BEGIN DOCUMENT SEGMENT

IT brings with it a raft of benefits wherever it is used—but it also carries risks. And it begs the question of who is able to produce a framework to ensure across-the-board security? A case for Prof. Dirk Heckmann, Chair of Public Law, Security Law and Internet Law at the University of Passau. Since 2006, he has also directed the university’s Institute of IT Security and Security Law.
Our world would be unimaginable without IT and its related services, whether online shops, e-government or a connected healthcare sector. In many respects, digitalised systems offer many advantages, but they also harbour risks related to data loss, manipulated invoices and crippled servers—a real dilemma. Scenarios such as smart cities include super-critical infrastructures. Controlling such infrastructures requires clear arrangements to help ensure the availability, integrity and confidentiality of data and IT systems. “Data security is one of the biggest challenges of our time, primarily as the foundation of a functioning digital society. While we’ll never achieve absolute security, we urgently need to invest more,” says Professor Dirk Heckmann. For him, this is more than just a question of technology—the range of tasks is much broader. How do we get companies to develop better software? Are quality seals more effective than dictates and fines? Who is responsible for defects and damage? Who is responsible for the protection of IT systems?

END DOCUMENT SEGMENT
BEGIN RECORDED INFORMATION

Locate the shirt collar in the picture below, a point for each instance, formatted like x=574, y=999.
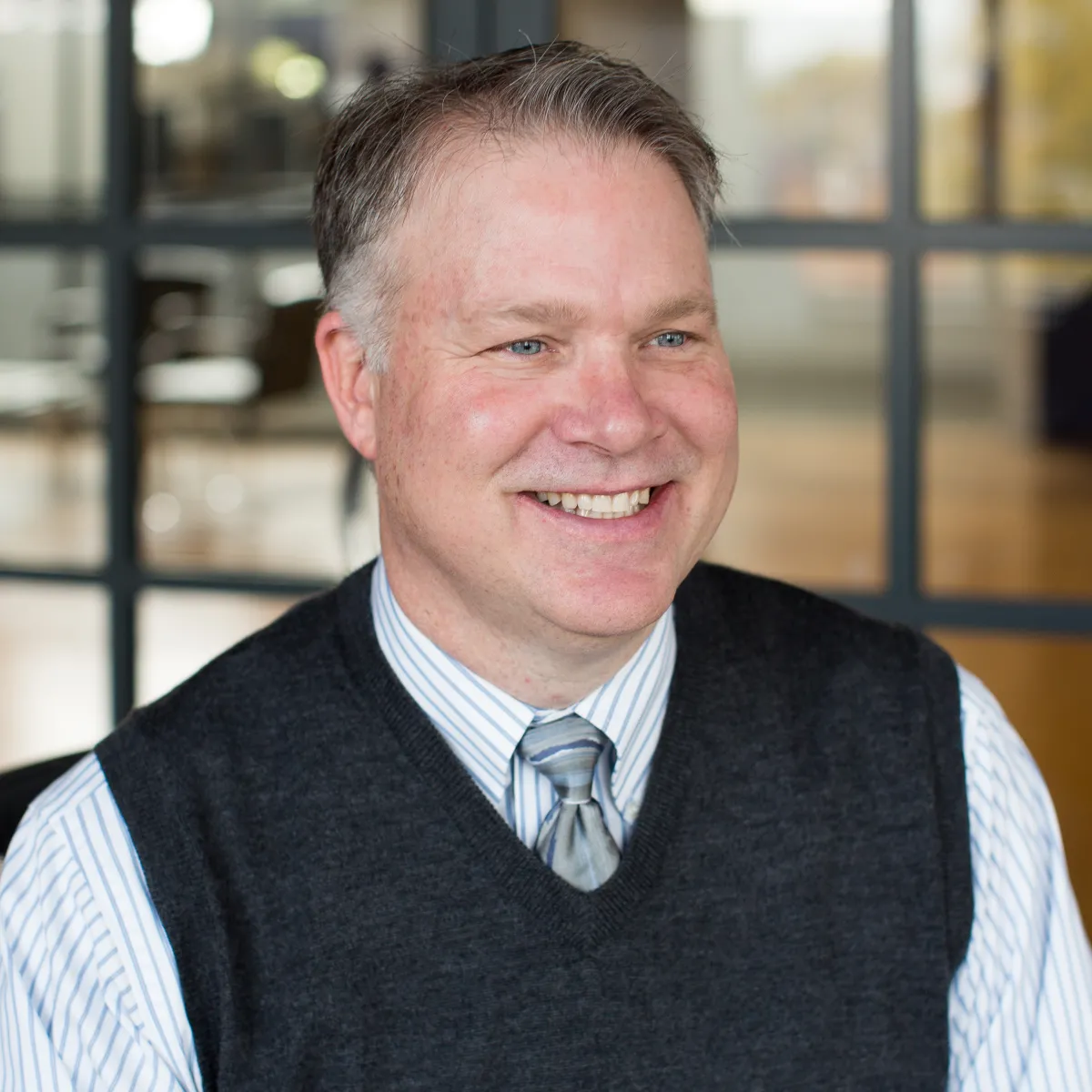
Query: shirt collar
x=484, y=725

END RECORDED INFORMATION

(REQUESTS)
**a)** According to the passage on IT security, since what year has Dirk Heckmann directed the University of Passau's Institute of IT Security and Security Law?
**b)** Reproduce the passage on IT security word for word, everything from "IT brings with" down to "and Security Law.".
The listing isn't needed here.

(RESULTS BY TASK)
**a)** Since 2006.

**b)**
IT brings with it a raft of benefits wherever it is used—but it also carries risks. And it begs the question of who is able to produce a framework to ensure across-the-board security? A case for Prof. Dirk Heckmann, Chair of Public Law, Security Law and Internet Law at the University of Passau. Since 2006, he has also directed the university’s Institute of IT Security and Security Law.